EXERCISE OBJECTIVE> Rewrite the records below, replacing "evaluation benchmark" with "validation set" throughout and keeping every other word and line unchanged. Omit the pictures from your version.

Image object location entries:
_ _ _

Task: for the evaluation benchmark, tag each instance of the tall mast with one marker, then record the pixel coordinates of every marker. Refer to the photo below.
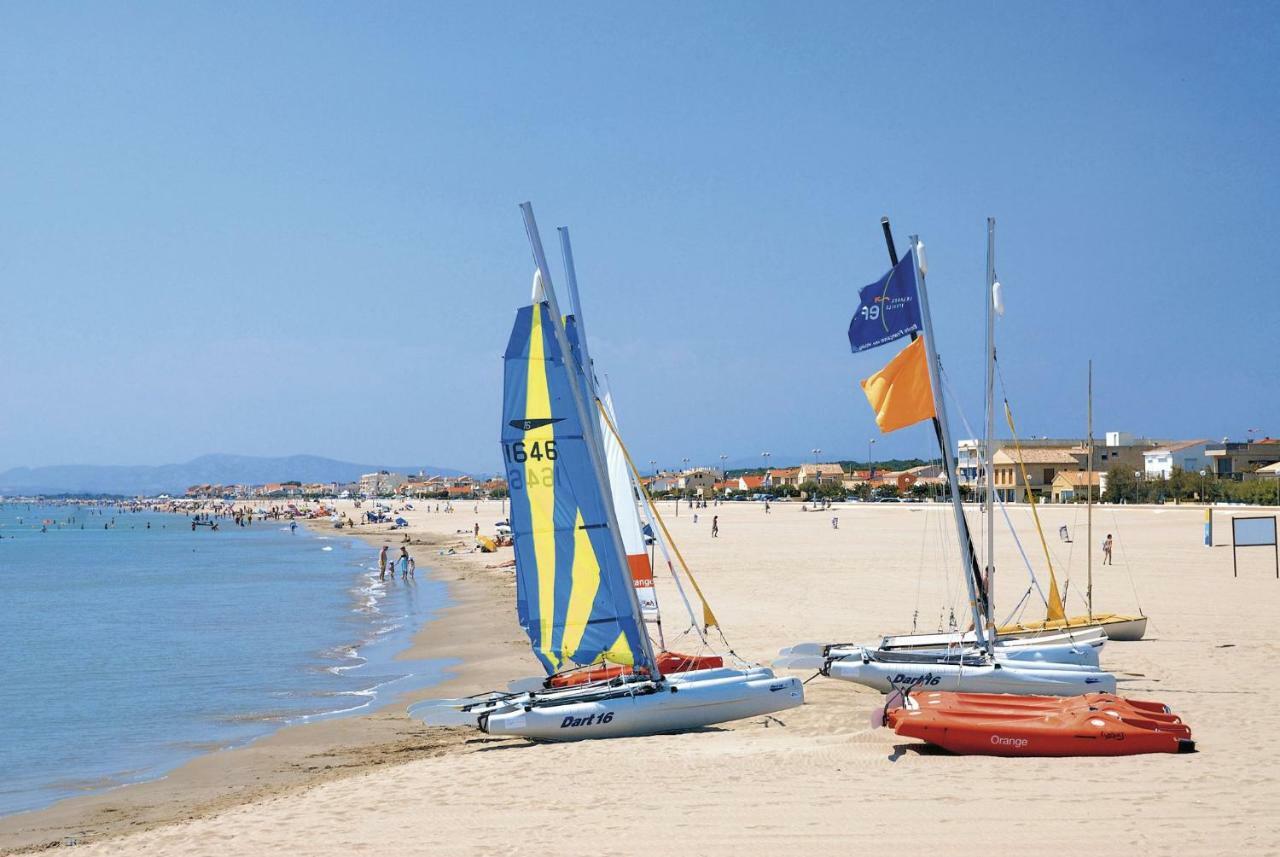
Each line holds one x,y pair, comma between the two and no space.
940,422
991,422
977,591
1088,514
586,416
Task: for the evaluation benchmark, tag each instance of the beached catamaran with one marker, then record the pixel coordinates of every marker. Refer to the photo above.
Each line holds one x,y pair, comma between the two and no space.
1082,636
576,590
909,390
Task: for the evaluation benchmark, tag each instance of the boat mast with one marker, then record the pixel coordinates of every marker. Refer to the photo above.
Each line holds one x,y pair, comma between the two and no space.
977,592
940,422
590,430
991,422
1088,514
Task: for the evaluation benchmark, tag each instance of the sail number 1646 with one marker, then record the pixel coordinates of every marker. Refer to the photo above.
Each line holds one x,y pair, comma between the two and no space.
538,450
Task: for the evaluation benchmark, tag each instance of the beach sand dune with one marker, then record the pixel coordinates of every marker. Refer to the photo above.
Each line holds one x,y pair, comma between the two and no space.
819,779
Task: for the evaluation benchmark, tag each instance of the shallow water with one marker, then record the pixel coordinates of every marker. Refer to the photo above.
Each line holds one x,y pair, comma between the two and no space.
128,650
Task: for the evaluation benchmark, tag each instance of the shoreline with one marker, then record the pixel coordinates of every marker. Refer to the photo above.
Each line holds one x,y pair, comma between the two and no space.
301,755
369,784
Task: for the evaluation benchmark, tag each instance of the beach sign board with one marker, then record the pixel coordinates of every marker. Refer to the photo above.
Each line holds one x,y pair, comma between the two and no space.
1255,531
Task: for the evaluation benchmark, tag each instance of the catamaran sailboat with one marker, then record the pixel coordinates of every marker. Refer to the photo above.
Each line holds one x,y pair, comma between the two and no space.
1114,626
906,392
580,595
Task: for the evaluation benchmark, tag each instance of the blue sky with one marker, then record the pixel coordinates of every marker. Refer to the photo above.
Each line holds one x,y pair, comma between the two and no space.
280,228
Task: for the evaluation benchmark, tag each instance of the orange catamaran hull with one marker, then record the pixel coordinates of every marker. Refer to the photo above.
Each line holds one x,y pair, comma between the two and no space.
1093,724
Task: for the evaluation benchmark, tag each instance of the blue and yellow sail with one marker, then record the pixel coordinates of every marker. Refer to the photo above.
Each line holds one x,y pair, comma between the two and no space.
571,585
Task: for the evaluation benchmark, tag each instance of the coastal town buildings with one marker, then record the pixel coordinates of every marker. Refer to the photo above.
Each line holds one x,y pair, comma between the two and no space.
1234,461
1187,456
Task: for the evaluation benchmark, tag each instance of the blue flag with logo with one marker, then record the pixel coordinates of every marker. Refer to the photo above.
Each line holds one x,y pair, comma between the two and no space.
887,308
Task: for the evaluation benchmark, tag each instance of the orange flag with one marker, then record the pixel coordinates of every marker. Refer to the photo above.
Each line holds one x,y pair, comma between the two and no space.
900,393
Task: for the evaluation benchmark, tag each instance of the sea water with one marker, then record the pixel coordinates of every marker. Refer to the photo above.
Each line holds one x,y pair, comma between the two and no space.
132,642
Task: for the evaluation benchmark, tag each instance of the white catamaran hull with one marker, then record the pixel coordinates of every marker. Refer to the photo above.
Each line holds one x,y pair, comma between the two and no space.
1089,636
977,678
1127,631
648,709
1046,656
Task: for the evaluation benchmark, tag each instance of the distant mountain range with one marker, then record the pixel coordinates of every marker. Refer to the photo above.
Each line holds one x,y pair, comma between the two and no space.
174,479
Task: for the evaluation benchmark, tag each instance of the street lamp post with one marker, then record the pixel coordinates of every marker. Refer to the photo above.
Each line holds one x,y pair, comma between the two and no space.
871,466
723,475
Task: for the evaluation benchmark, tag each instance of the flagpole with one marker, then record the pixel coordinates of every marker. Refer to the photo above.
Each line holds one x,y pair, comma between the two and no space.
963,525
590,432
940,422
991,424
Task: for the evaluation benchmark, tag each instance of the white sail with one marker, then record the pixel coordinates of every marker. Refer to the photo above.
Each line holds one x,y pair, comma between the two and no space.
629,516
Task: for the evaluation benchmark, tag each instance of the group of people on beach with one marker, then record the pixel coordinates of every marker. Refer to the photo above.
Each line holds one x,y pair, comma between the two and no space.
405,563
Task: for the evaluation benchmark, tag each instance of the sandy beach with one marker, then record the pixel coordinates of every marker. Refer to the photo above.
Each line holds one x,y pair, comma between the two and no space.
817,779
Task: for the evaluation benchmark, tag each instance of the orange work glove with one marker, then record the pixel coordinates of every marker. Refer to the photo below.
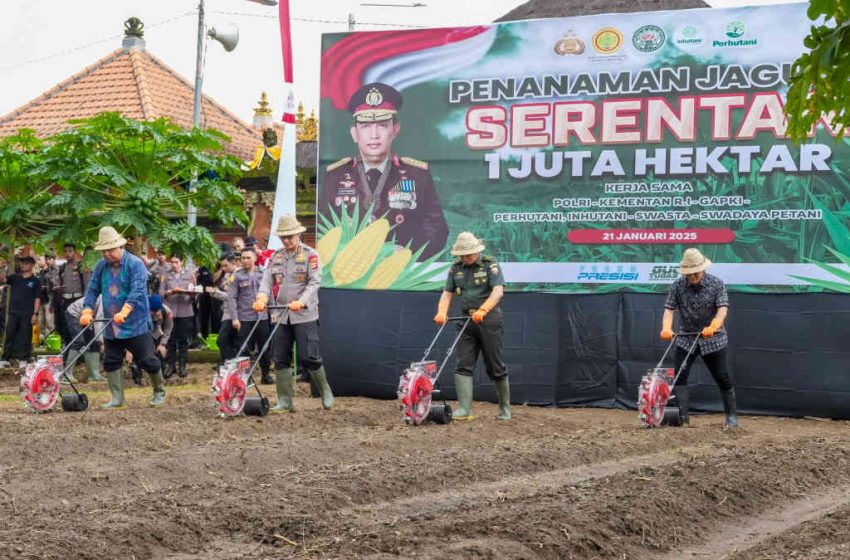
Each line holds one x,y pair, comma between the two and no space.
442,312
712,329
86,317
667,328
121,316
260,303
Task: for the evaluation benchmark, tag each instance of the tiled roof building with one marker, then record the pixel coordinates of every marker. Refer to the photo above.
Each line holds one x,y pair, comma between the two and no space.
136,84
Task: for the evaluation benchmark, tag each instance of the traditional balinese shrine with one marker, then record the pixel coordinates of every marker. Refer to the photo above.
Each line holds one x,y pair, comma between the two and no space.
133,82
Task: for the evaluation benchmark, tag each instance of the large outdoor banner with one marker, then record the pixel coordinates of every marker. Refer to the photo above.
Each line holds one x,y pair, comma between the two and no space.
586,152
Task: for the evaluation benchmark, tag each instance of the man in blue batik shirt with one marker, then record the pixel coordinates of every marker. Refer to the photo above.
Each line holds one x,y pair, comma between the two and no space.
120,278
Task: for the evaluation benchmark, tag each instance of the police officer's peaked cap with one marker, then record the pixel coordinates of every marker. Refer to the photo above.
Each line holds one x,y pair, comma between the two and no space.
374,102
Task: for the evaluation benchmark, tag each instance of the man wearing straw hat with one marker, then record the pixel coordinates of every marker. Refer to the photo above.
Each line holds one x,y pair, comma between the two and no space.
702,303
477,281
292,278
120,278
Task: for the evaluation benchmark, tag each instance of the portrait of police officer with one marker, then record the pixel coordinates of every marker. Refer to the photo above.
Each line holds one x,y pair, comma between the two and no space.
400,188
477,282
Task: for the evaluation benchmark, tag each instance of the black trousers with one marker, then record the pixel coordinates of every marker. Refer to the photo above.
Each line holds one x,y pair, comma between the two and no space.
141,347
306,336
484,339
255,344
60,305
181,337
204,313
228,341
18,342
716,362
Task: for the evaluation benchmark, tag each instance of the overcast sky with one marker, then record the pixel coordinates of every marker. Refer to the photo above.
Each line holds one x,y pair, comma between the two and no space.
42,42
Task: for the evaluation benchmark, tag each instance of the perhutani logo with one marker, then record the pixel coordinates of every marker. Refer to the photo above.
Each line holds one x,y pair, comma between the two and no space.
607,40
663,273
649,38
687,37
735,31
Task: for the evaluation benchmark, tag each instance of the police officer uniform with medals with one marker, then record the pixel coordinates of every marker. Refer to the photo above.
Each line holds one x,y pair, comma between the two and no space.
292,278
399,187
477,282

_ _ _

CORRECT ANSWER>
Task: for the validation set, tag each instance of the tall mast with one marker, then record the pixel coordinates of every marker. Refer to the photo below.
Each line holds one x,y pair, comma between the two and no space.
940,422
991,422
977,591
1088,514
586,416
Task: for the validation set, tag each instance of the beached catamaran with one marker, then record the pixel coordinates of every marker. Refer to the photo above.
Each line holds one x,y pair, comma between the two and no space.
1082,636
576,590
909,390
Task: for the validation set, tag each instance of the boat mast with one marker, then record the pixel coordinates of every marker. Refer to the photo above.
Each line holds one x,y pair, comma between the two and no space.
977,592
940,422
590,430
991,422
1088,514
Task: for the validation set, tag each instance of the sail number 1646 with one marker, then record the pixel coordinates of every marker. Refer to the photo above.
Each line holds one x,y pair, comma between the two and no space.
538,450
Task: for the validation set, tag each instance of the beach sand dune with one marker, then record the pixel coordinates of every marker. Refer to the photo above.
Each line holds one x,y pair, comma between the two and no space.
819,779
Task: for the validation set, tag each instance of the shallow water with one marker, then record the pixel coordinates of every marker. Refer to the photo above.
Each line holds one x,y pair, comma between the two and no space.
128,650
Task: for the validation set, tag each instance of the shoreline with one marker, then record the pixel coordinates of every marker. Refer to the photo above.
Each line holds one x,y pair, comma between the two and no space.
301,755
369,784
Task: for the validation set, tag each instance of the beach sign board with one marker, then record the pixel coordinates of every marker. Refer to the photo above.
Each line holds one x,y pair, comma between the two and no space.
1255,531
Task: for the validation set, tag each instance of the catamaran sailboat with one marker, then record the pixel coordinates of every marker. Refer to the photo above.
Each line holds one x,y pair, comma between the two and no space.
1114,626
906,392
580,595
Task: for the validation set, tag each instance of the blue sky with one marker, then record the pixel coordinates of every marker. Refer to the photo above.
Each line holds one x,y pair, comma between the two and no space.
280,228
Task: for the validation set, tag each instance of the orange catamaran hull with one marker, then record the pixel coordinates of every marker. Refer to the photo above.
Each line holds one x,y pair, comma between the two and no space.
1093,724
Task: for the validation set, tag each instance of the blue and yellow sail with one marker, then record the pixel coordinates of every marker. Refer to the photo above.
Each line holds one x,y pair, comma between the two and no space.
571,585
Task: for the validation set, tag each instance of the coastal town buildings with one marker, then record the pixel coordinates of every marker. Refer to the photo above.
Each line holds one x,y pair, comma between the two and no space.
1234,461
1187,456
Task: for the validation set, tag each instance of the blue flag with logo with one marker, then record the pixel coordinates of every marker. Refer to the photo above.
Each line holds one x,y pair, comma between the two and no space.
887,308
Task: for the validation set, tag each instance of the orange flag with one marker, then record the pixel coordinates of every marker. Refer to the photo above.
Each line holds one x,y pair, comma between the two and no space.
900,393
Task: for the validation set, tag each instance of the sea water with one marker, then record the pixel coordinates of every marker. Refer to the photo above.
Each line holds one x,y pair, comma between the two and no space.
132,642
Task: for the validation set, tag each instance of the white catamaran hull with one marker, then record the pixel coordinates of every marker. Refer to the photo above.
Each line holds one x,y pair, comma between the two and no space.
1089,636
977,678
1127,631
648,709
1046,656
Task: for the validation set, tag each instance of the distant mountain range with one marker, then record the pixel coordinates of every marker. Refer to the photo above.
Each line holds one x,y pair, comma between the two and no space.
174,479
Task: for the validation set, tag each instance of the street lamp post with one marker, then record the pixel coordinates of every marker. Refer to the photo above.
Each line holds one x,y pair, comma between the two and no space.
871,466
723,475
Task: for the validation set, tag each instance of the flagpole with one marker, then record the pixel coordinates of every marker. Refer to the photo above.
Each line holds one x,y pair, comma between the two and no space.
963,525
590,432
940,422
991,424
Task: for the validation set, tag each instance of the white sail with one marker, then record the pixel coordinates of every marker. Refer to the photo above.
Each line holds one x,y pair, comma between the two and no space.
629,516
Task: for the validation set, tag each instance of the group of people on beach with one marker, then record the pixel coordinates of every marker. Refer to the photo above.
Each line holds one x,y pair, comma between the two and no space.
405,563
Task: for the validation set, tag each instance of the sandy beach with one marker, then record the pixel coordinates of every marker. Refer to the photo above.
Each line holds one x,y pair, comma between the two and no space.
817,779
Task: for the validation set, tag each instance of the orange work glove with one marker, then record the pixel coordinates of every marker. Refer to the photo below.
Each line holds one x,y pair, comma between the two and no space.
442,312
712,329
86,317
667,328
121,316
260,303
Task: for the validation set, tag each instance of the tiled roof building with one marker, then record the pixel coordinates of every marker. Refer to the photo above.
Each line holds one x,y pair, comma between the two and no space.
136,84
Task: for the validation set, tag each instance of the traditional balinese shrine with one marker, then record the pixel coordinates of every marker. Refer to the photo above.
Each line holds one x,y pair, comma between the two and no space.
133,82
Task: for the validation set, tag each instance of the large outdoor banner with one marker, then record the pixel coordinates of every marker. Refer to the photo above.
Each line holds one x,y pair, comma between the two and no space.
586,152
Task: for the validation set, tag each instance of the man in blue batik shirt with one marker, then record the pixel coordinates of every marker. Refer to the photo above.
Each line holds one x,y pair, comma between the two and no space.
120,278
Task: for the validation set, tag each instance of the police officer's peaked cap with one marker, then record the pixel coordinates of every marker. Refer to the photo above.
Each line holds one x,y pair, comma between the two and no space.
374,102
Task: for the validation set, tag each instance of the man wearing straw hat with one marker, then record the pixel coordinates of every marker. Refer to the photo above.
Each line holds one x,y pair, comma between the two and no space.
702,303
477,281
292,278
120,278
Task: for the validation set, tag each instance of the portrait of police officer with one marker, then record the pixel coordinates of every marker. Refer to the photo above.
Each line holds one x,y pair, comma between the two and no space.
400,188
477,282
Task: for the validation set, tag each instance of the black trousers with one marker, then record the pixel coordinates of every marker. Refer to the photo above.
Each line holds one x,y pair, comma between the two and no space.
141,347
306,336
484,339
255,344
60,305
181,337
204,313
228,341
18,342
716,362
Task: for the validation set, tag each instance of the overcast sky with one marker, then record the pixel coordinates of every marker. Refer to the photo above.
Each line holds one x,y pair, comma between the two and no space.
42,42
Task: for the validation set, tag each instance of the perhutani logo with one marker, then record the pixel coordinates of every marker. Refer to the photo above.
Each line holds one x,y pair, comma between the two and no space.
607,40
663,273
649,38
687,37
735,31
Task: for the validation set, tag each instance of the police officer uniform with medals with one marker, then record the pixel coordinates of every marker. Refer to the photo above.
Each line holds one x,y pair, comma between the two and no space.
292,278
399,187
477,282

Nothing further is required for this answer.